Directive:
Please format the lines below as a JSON list of strings, one string per line, with blank lines omitted. Leave the pictures out of your answer.

==== Provided records

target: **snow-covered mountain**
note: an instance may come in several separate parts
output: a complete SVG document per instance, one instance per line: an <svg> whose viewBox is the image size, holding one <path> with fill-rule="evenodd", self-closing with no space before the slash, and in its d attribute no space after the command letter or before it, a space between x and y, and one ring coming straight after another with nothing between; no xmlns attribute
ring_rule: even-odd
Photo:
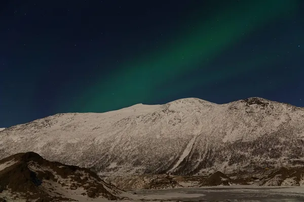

========

Finished answer:
[
  "target: **snow-covered mountain**",
  "note: an instance may come in several separate parts",
  "output: a complete SVG document per instance, one instance per line: an <svg> whose viewBox is the image size, holding one <path> with fill-rule=\"evenodd\", self-closing with no space before the slash, and in its d attribute no space after the command letter or before it, a space between x and y, and one ring coming straight after another with nothing between; no xmlns attribute",
  "ring_rule: even-odd",
  "Photo:"
]